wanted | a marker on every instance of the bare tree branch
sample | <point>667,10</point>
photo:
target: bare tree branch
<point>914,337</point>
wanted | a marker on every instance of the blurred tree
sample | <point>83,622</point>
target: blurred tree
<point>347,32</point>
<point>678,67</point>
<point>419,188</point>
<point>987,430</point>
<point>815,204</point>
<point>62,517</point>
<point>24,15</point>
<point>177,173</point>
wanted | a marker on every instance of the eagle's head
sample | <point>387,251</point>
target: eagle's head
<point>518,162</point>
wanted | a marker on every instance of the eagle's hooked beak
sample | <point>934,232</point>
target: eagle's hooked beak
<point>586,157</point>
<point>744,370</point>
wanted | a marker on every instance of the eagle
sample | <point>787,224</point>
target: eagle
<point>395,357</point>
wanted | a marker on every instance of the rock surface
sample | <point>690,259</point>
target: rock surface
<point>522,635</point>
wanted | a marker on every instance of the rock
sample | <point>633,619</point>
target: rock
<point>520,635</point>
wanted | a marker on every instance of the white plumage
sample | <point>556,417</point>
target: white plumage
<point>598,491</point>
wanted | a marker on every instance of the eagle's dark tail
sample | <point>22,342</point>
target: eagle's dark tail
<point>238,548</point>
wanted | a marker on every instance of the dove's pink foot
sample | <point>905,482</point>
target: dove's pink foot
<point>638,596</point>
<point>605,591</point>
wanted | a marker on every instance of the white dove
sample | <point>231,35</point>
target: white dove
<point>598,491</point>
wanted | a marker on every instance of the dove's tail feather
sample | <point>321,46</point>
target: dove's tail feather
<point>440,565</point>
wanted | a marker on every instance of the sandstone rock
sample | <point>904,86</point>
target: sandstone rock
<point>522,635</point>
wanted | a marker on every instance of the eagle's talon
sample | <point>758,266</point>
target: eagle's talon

____________________

Aim of the exercise: Starting at the first line of the listing, retype every line up to and including the one with "sample | <point>231,35</point>".

The answer:
wanted | a marker on every instance of the bare tree branch
sample | <point>667,10</point>
photo:
target: bare tree branch
<point>914,337</point>
wanted | a marker on every instance of the blurred tree
sample | <point>83,622</point>
target: blurred tree
<point>347,32</point>
<point>678,67</point>
<point>419,188</point>
<point>987,430</point>
<point>815,204</point>
<point>62,517</point>
<point>24,15</point>
<point>177,173</point>
wanted | a marker on every instance of the eagle's head
sample | <point>387,251</point>
target: eagle's head
<point>518,162</point>
wanted | a marker on every instance of the eagle's hooked beak
sample | <point>934,232</point>
target: eagle's hooked beak
<point>586,157</point>
<point>744,370</point>
wanted | a marker on every instance of the eagle
sample | <point>787,224</point>
target: eagle
<point>395,357</point>
wanted | a marker on every instance of the rock surface
sample | <point>690,259</point>
target: rock surface
<point>522,635</point>
wanted | a marker on every instance of the rock
sample | <point>633,619</point>
target: rock
<point>520,635</point>
wanted | a marker on every instance of the white plumage
sample | <point>556,417</point>
target: white plumage
<point>598,491</point>
wanted | a marker on every instance of the eagle's dark tail
sample | <point>22,342</point>
target: eagle's dark tail
<point>238,548</point>
wanted | a marker on every instance of the dove's pink foot
sample | <point>905,482</point>
target: dove's pink foot
<point>638,596</point>
<point>605,591</point>
wanted | a marker on every instance of the white dove
sample | <point>231,35</point>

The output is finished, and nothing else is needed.